DOCUMENT SECTION
::::::::::
We recieved users transactional data sorced from Ponpare downloaded from Kaggle. The training set spans the dates from 2011-07-01 to 2012-06-23 covering 359 days of customers activity. The test set spans the week after the training set from 2012-06-24 to 2012-06-30 covering seven days of customers activity.

Datasets variables

user_list.csv

user_list.csv is the master list of users in the dataset.
Total number of recors in user_list.csv is 22,873.

Column Name Description Type Note
USER_ID_Hash User ID CHAR
REG_DATE Registration date CHAR Sign up date
SEX_ID Gender CHAR f=female, m=male
AGE Age NUMBER
WITHDRAW_DATE Date of withdrawal CHAR
PREF_NAME Residential Prefecture CHAR Japaneese

coupon_list_train.csv and coupon_list_test.csv

coupon_list_train.csv is the master list of coupons which are considered part of the training set.
Total number of records in coupon_list_train.csv is 19,413.

coupon_list_test.csv is the master list of coupons which are considered part of the test set.
Total number of records in coupon_list_test.csv is 310. Predictions for this project will be sourced from those 310 coupons.

Column Name Description Type Note
CAPSULE_TEXT Coupon text CHAR Japaneese
GENRE_NAME Category name CHAR Japaneese
PRICE_RATE Discount Rate INT
CATALOG_PRICE List price INT
DISCOUNT_PRICE Discount price INT
DISPFROM Sales release date CHAR
DISPEND Sales end date CHAR
DISPPERIOD Sales period(day) INT
VALIDFROM The term of validity starts DATE
VALIDEND The term of validity ends DATE
VALIDPERIOD Validity period(day) INT
USABLE_DATE_MON Is available on Monday INT
USABLE_DATE_TUE Is available on Tuesday INT
USABLE_DATE_WED Is available on Wednesday INT
USABLE_DATE_THU Is available on Thursday INT
USABLE_DATE_FRI Is available on Friday INT
USABLE_DATE_SAT Is available on Saturday INT
USABLE_DATE_SUN Is available on Sunday INT
USABLE_DATE_HOLIDAY Is available on holiday INT
USABLE_DATE_BEFORE_HOLIDAY Is available on the day before holiday INT
large_area_name Large area name of shop location CHAR Japaneese
ken_name Prefecture name of shop CHAR Japaneese
small_area_name Small area name of shop location CHAR Japaneese
COUPON_ID_hash Coupon ID CHAR

coupn_visit_train.csv

coupon_visit_train.csv is the viewing log of users browsing coupons during the training set time period.
::::::::::
DATASET CONTENT
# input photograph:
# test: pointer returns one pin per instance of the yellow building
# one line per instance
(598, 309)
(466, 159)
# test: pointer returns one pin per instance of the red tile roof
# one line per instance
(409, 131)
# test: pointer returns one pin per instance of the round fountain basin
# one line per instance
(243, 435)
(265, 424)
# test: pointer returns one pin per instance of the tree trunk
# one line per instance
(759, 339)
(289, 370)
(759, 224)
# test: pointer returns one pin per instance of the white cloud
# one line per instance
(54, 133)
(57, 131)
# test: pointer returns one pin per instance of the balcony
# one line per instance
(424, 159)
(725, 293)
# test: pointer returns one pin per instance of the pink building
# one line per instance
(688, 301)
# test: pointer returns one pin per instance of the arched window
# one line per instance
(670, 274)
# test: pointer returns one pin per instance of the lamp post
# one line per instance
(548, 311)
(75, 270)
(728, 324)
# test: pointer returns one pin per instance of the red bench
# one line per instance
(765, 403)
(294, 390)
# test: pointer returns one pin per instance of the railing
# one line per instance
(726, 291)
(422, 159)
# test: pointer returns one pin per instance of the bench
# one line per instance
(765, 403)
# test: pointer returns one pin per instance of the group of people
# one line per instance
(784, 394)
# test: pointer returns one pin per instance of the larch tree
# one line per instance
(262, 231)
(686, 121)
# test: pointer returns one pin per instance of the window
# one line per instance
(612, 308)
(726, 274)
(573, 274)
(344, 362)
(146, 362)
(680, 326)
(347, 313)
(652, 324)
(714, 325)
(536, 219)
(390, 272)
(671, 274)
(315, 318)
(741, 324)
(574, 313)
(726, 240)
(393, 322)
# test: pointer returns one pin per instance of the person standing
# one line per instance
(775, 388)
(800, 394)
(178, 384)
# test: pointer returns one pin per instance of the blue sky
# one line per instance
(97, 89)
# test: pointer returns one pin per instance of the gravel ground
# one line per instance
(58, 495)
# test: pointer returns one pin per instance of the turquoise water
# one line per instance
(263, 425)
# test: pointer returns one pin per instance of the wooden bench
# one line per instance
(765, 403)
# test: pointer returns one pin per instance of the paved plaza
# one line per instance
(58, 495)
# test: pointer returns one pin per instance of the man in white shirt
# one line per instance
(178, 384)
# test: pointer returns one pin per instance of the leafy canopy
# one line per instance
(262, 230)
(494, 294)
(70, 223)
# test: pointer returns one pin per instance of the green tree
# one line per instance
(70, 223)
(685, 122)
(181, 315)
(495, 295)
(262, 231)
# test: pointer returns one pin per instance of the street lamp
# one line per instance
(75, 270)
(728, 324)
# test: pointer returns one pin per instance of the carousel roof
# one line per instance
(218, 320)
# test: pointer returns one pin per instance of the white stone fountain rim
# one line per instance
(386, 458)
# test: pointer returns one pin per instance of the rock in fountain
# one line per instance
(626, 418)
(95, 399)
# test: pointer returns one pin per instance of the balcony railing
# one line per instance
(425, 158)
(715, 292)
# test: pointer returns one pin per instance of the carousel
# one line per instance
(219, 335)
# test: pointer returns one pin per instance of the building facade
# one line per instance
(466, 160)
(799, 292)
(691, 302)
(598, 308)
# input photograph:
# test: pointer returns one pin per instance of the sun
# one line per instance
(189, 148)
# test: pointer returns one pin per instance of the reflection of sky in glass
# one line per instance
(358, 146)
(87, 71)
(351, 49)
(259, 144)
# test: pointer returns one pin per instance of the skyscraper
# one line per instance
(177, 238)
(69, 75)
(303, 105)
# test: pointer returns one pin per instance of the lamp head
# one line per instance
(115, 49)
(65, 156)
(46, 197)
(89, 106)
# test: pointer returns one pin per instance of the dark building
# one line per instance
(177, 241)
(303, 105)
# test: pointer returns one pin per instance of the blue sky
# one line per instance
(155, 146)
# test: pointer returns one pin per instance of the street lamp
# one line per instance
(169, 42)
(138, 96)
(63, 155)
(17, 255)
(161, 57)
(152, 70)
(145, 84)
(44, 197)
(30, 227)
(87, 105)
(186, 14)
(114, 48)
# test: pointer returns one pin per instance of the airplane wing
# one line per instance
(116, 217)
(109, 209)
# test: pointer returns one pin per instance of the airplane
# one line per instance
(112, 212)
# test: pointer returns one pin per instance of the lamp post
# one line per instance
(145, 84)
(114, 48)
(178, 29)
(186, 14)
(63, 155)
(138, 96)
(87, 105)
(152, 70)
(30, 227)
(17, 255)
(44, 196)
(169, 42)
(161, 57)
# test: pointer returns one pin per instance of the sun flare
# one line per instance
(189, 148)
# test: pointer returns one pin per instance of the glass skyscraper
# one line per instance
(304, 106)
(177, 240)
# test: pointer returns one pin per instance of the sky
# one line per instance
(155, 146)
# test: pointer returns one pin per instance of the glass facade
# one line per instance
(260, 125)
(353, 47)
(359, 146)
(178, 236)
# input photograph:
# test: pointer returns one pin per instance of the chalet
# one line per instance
::::::::::
WHAT THE TASK REQUIRES
Revise the dataset description starting at "coupon_list_train.csv and coupon_list_test.csv" and ending at "coupon_list_train.csv is 19,413.", replacing "master list" with "complete list" throughout that span.

PROBLEM SOLUTION
coupon_list_train.csv and coupon_list_test.csv

coupon_list_train.csv is the complete list of coupons which are considered part of the training set.
Total number of records in coupon_list_train.csv is 19,413.